-- Begin Material --

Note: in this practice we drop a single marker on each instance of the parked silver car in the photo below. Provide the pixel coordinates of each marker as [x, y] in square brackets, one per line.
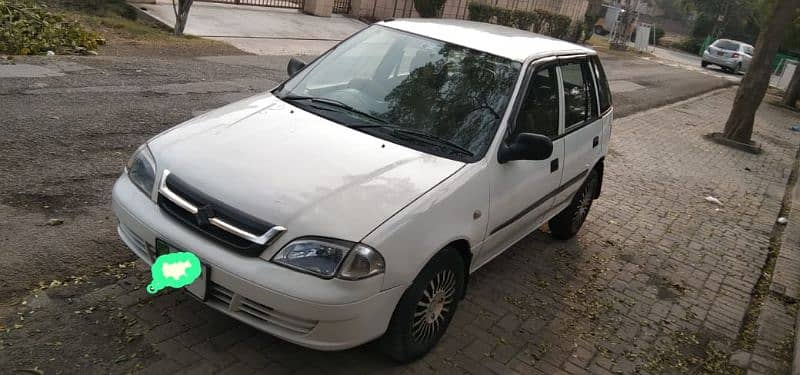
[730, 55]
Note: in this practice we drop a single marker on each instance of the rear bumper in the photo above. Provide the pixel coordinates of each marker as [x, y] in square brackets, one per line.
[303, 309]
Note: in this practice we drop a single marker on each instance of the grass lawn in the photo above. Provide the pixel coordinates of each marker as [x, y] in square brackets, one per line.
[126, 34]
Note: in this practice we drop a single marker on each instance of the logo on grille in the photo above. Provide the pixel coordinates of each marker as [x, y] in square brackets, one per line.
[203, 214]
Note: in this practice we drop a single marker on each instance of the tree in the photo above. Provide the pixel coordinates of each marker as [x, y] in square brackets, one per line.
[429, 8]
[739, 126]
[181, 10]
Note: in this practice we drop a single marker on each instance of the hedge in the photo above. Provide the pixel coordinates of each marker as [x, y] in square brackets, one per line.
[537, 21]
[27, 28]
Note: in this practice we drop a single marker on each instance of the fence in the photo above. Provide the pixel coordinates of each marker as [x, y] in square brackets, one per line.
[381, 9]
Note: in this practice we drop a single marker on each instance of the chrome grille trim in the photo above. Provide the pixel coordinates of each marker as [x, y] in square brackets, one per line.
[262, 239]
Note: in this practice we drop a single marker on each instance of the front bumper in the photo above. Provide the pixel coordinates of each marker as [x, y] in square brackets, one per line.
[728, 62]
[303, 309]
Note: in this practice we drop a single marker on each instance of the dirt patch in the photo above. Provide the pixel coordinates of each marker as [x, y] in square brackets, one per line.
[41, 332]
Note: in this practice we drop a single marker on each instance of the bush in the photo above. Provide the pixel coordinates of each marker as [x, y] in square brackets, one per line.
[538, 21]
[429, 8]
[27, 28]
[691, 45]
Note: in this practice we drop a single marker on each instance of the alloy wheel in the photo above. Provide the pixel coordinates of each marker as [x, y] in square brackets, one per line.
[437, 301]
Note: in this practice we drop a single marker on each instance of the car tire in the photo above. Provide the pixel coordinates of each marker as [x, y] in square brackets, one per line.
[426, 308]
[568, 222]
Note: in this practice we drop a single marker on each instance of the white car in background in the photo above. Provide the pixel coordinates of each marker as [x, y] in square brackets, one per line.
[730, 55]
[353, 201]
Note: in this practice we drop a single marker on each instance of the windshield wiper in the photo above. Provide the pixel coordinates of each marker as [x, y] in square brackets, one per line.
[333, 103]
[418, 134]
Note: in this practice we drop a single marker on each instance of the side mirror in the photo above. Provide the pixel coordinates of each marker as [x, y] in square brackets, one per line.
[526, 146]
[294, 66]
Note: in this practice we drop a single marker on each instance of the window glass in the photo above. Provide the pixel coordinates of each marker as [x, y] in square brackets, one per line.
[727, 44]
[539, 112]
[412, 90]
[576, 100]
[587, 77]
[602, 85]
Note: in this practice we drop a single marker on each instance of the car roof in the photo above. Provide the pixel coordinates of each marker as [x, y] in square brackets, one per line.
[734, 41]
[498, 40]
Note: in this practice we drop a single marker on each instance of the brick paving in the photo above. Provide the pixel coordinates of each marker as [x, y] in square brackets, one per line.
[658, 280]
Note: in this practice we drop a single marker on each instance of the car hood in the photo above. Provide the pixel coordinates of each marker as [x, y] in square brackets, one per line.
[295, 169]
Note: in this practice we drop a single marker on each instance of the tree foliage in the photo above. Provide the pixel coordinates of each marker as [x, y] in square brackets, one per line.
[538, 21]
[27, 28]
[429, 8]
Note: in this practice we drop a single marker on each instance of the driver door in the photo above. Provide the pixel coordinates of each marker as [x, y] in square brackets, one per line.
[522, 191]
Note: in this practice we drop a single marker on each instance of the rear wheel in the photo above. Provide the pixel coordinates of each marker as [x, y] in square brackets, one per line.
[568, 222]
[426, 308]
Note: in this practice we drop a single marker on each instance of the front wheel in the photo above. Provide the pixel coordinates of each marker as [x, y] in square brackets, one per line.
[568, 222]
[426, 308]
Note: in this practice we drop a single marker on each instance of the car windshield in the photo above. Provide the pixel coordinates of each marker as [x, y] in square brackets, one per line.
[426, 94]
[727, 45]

-- End Material --

Can you reproduce word for word the stretch from the line containing "the car windshield" through the end of the records, including both of those ends?

_Result_
Note: in this practice we drop a single marker on each instance of the car windshield in the photo above. Provide the pixel coordinates of each marker as [x, y] in square brackets, one per line.
[426, 94]
[727, 45]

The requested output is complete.